Adobe's share price still hasn't recovered from falling by over $30bln after they announced the purchase of Figma for $20bln. At 50x annualised revenue, this is the highest revenue multiple ever paid for a scaled SAAS company, the largest sale of a private tech company ever and the second largest in SAAS history. What Adobe paid would have been shocking in a bull market, but today, it is stunning. I have always loved the leadership at Adobe, but the market clearly hates the deal, but why? I dig in to learn more and see what lessons the tech industry can learn.
Background
Adobe was reborn in the cloud in 2010 as they moved their product from physical CDs to the "Creative Cloud". It was not an easy transition but one that the company was very thoughtful about and executed deliberately over three years. The result? Once Wall Street figured out that Cloud was a much better business model (it took them 4 years to do so) The stock was a ten-bagger over next 5 years.
The move to the cloud in 2010 was a brilliant strategic move but was forced upon them by the stark reality of having no user base growth. They had been selling around three mln units of Photoshop each year and had seen almost no growth. After much careful deliberation, they decided to take the plunge and hoped that a move to the cloud would enable more people to experience Adobe for the first time. It worked, today they have about 23mln users. But it is worth bearing in mind that this wasn’t a strategic step that they did ahead of their time or whilst they still had a roaring business. It was a move that they had to make; either kill the golden goose or become Kodak.
Today, the company, in some ways, is facing a redux of 2010, slowing user base growth (although not ex-growth by any means), a transition to browser-based, collaborative software that seems to be eating the market underneath them (Canva) and around them (Figma). Adobe has tried and failed to launch products like XD, Indesign, Workfront and Frame.io to address this collaborative customer base with very little success. The product is too heavy and legacy. Put simply, Adobe may have been reborn in the cloud, but Figma is a native.
The problem that Figma has solved is allowing collaboration between coders and designers. In the past, designers were forced to use a combination of tools (a desktop app called Sketch plus a host of plug-ins) to allow what was essentially a picture with functionality to become an app/website. Actual files were being sent between parties, so version control was, well, out of control. In order to explain to the coders how apps were supposed to operate, you needed yet another plugin with arrows and text all over the place. All this resulted in lots of frustration, lost hours and miscommunication. to add to the complexity, the number of people that are now contributing to the design process has exploded. It now includes product managers, designers, UI UX, markets, data teams, backend and front-end engineers etc. The more people that need to contribute to the design process, the harder it is to handle. Along came Figma and put the whole process into a browser-based, real-time collaboration software that simply worked. Just how Adobe's move to the cloud allowed more people to contribute to the creative process, and Figma allowed more people to add to the design process.
Why do investors hate the deal?
Admission of failure - This is seen as an admission of failure by Adobe. They have tried to break into the collaboration market and realised they were losing.
Growth - Adobe's core product growth is slowing. Growth in creative cloud just dropped to 10% in this week’s results , and this purchase is an admission they are starting to run out of growth.
TAM - Figma admits that their TAM is only $16.5bln in 2025. Paying $20bln sounds expensive. People are questioning what the plan is to leverage Figma to expand their own business. This is very unclear.

▸ Short task 1
Extract the passage from "The move to" to "or become Kodak." in the Adobe and Figma article above, copying it word for word.

▸ Extracted material
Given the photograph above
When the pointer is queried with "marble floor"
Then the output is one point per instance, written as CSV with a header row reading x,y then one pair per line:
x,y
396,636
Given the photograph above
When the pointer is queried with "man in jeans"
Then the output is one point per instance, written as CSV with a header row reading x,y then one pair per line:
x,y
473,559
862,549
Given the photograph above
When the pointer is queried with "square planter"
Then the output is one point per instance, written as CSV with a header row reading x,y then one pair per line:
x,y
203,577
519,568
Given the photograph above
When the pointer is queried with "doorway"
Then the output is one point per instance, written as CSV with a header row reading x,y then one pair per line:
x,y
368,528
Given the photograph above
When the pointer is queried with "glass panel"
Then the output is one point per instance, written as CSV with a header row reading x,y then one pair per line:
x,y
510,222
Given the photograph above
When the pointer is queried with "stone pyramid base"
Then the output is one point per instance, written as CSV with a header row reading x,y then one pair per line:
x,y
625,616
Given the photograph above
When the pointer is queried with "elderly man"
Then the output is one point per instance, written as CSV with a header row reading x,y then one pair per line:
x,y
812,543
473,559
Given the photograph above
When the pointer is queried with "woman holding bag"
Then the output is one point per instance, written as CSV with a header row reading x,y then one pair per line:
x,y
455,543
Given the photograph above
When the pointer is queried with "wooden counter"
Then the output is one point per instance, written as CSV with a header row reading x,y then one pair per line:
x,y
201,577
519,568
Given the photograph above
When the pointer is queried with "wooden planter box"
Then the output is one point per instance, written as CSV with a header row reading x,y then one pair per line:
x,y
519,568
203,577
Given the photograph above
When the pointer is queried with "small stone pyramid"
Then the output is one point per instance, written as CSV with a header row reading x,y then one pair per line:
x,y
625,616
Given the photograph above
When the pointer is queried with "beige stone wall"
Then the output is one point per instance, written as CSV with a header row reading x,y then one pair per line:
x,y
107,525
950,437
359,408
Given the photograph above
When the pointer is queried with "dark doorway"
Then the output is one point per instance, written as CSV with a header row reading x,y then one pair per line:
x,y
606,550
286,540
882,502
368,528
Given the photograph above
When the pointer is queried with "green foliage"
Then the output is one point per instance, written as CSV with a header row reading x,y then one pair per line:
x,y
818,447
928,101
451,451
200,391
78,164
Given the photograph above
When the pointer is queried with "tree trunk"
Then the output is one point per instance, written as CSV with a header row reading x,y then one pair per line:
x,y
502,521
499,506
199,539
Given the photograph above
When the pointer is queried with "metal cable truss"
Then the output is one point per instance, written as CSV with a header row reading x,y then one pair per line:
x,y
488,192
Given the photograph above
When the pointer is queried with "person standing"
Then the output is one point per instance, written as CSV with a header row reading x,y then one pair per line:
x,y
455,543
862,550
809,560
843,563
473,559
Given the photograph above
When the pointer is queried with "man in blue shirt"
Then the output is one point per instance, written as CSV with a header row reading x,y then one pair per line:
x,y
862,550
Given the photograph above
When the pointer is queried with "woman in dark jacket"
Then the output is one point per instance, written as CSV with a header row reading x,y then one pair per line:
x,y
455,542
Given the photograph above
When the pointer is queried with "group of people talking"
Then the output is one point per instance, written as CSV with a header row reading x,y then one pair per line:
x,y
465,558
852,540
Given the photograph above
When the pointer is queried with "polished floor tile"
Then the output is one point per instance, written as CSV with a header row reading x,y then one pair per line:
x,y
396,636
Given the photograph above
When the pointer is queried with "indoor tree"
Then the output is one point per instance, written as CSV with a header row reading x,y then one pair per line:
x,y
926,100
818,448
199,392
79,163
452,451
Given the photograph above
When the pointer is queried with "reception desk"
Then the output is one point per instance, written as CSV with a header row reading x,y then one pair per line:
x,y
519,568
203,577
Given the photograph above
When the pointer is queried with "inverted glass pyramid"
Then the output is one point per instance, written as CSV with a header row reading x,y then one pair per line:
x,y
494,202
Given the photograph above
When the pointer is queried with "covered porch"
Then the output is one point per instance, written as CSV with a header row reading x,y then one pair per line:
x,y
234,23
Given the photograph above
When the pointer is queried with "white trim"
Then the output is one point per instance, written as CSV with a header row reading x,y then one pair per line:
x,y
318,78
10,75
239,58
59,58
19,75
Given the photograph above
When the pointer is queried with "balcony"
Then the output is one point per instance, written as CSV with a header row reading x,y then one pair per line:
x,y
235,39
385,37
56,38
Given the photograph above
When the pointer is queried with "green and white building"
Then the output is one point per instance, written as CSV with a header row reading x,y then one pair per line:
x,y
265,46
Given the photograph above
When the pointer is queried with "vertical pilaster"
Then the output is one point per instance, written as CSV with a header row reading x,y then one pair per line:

---

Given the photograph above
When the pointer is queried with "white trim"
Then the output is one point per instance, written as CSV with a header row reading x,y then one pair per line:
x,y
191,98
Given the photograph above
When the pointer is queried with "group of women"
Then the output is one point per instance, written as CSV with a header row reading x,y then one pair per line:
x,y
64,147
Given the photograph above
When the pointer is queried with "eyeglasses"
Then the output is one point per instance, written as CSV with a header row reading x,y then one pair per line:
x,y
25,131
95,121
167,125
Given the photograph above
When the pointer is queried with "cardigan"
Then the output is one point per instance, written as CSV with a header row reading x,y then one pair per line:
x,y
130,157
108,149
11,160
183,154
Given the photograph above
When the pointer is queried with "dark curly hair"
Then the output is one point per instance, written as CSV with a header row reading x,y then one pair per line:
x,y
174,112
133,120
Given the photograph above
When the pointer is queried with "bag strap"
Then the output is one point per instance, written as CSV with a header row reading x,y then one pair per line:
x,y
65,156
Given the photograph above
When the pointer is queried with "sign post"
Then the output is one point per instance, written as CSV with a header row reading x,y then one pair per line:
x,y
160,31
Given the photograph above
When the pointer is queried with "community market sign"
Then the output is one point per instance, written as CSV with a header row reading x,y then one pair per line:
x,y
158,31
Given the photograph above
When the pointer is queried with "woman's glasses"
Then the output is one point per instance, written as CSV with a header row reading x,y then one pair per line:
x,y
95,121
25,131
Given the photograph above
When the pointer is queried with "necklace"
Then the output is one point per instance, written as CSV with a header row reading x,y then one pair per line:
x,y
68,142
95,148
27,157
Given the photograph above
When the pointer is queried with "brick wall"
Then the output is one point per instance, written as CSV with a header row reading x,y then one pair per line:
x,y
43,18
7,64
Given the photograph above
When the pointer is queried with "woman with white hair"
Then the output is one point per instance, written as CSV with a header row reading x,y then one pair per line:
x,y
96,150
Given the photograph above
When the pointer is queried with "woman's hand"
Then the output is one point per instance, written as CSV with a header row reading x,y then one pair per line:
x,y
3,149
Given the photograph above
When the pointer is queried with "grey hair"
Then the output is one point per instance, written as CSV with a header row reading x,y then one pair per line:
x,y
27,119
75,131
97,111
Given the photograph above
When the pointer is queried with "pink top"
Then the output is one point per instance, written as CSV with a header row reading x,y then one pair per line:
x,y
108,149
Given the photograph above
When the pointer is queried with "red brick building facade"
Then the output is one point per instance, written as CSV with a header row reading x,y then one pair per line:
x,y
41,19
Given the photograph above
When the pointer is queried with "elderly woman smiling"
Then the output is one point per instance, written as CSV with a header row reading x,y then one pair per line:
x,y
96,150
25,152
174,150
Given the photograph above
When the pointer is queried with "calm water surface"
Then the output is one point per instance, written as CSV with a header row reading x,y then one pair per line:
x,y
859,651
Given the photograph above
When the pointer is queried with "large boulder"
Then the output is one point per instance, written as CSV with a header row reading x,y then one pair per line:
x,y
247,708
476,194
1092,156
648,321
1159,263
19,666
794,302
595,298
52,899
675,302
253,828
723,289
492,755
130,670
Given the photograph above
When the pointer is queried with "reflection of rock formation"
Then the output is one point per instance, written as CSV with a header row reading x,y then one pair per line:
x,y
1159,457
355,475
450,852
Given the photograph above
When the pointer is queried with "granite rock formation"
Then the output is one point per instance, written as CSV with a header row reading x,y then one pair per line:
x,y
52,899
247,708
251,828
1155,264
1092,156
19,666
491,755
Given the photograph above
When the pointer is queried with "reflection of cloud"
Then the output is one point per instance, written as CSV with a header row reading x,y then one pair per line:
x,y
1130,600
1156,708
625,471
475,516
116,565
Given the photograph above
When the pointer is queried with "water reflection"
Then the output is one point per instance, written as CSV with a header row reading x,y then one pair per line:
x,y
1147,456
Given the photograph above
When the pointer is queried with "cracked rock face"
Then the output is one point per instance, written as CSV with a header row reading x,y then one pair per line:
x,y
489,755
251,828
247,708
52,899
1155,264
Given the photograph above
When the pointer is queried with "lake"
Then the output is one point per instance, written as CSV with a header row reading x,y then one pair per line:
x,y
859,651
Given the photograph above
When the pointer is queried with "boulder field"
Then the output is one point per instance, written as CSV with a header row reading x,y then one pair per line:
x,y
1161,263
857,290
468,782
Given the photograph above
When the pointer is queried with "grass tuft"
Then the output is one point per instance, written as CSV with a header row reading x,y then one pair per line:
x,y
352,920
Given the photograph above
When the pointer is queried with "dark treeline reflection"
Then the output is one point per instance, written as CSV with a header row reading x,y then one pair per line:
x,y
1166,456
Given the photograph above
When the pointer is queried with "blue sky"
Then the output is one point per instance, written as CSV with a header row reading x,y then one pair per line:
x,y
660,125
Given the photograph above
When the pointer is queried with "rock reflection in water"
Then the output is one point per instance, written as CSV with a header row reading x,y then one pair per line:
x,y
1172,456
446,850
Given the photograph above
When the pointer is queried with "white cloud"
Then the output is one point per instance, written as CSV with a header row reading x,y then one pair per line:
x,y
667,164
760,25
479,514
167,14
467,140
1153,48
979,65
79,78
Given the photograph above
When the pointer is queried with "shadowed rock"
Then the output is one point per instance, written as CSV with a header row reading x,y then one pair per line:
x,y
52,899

--

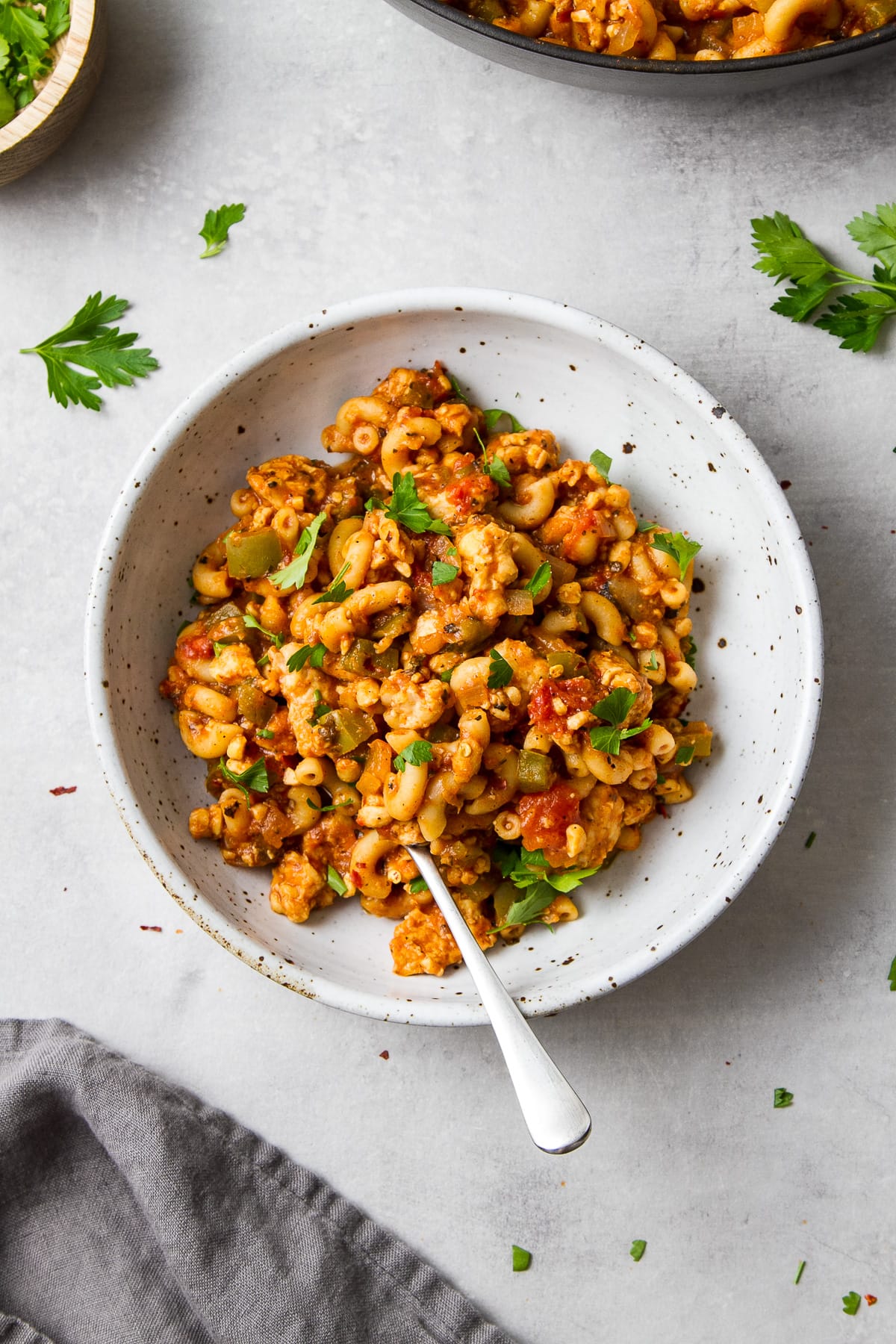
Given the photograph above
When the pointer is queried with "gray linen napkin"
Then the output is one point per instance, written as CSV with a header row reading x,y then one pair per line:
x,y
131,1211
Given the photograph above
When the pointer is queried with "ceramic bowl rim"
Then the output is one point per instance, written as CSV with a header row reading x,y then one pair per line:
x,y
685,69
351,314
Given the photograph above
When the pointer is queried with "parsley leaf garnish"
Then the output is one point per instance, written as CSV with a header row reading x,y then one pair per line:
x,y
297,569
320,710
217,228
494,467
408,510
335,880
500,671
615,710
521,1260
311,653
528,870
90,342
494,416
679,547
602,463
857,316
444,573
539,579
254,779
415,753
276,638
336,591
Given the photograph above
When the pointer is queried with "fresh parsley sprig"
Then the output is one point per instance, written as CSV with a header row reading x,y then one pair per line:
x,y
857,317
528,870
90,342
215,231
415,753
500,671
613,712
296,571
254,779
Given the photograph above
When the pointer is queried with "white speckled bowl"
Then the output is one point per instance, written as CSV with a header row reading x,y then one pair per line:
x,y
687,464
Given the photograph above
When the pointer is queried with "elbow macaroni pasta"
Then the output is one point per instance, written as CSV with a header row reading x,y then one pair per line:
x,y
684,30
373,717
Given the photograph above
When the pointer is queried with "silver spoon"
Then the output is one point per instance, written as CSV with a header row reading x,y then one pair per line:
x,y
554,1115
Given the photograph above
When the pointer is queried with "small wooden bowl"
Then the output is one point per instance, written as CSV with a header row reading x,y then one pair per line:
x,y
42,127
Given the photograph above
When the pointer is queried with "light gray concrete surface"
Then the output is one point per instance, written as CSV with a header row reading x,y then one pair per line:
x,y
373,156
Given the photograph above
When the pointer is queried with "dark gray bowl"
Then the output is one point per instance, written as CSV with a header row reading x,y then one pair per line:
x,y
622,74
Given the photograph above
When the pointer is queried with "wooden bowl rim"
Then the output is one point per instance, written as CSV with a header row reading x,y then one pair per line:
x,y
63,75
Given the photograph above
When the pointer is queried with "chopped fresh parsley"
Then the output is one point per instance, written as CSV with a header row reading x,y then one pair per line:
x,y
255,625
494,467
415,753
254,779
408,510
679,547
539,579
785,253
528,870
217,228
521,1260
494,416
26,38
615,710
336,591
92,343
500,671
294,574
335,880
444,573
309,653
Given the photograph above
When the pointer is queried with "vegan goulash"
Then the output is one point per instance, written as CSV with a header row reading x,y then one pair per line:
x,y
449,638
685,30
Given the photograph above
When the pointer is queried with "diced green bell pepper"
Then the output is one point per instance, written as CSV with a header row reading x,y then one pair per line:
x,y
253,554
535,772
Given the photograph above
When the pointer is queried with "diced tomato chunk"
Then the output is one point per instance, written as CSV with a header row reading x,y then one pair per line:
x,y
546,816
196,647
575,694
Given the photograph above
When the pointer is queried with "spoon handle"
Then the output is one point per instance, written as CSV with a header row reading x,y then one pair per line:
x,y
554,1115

▸ Short task 2
Find every line in the entries above that contains the string "surface", and copy each of those lines in full.

▸ Worked solution 1
The move to the cloud in 2010 was a brilliant strategic move but was forced upon them by the stark reality of having no user base growth. They had been selling around three mln units of Photoshop each year and had seen almost no growth. After much careful deliberation, they decided to take the plunge and hoped that a move to the cloud would enable more people to experience Adobe for the first time. It worked, today they have about 23mln users. But it is worth bearing in mind that this wasn’t a strategic step that they did ahead of their time or whilst they still had a roaring business. It was a move that they had to make; either kill the golden goose or become Kodak.

▸ Worked solution 2
When the pointer is queried with "calm water surface"
When the pointer is queried with "light gray concrete surface"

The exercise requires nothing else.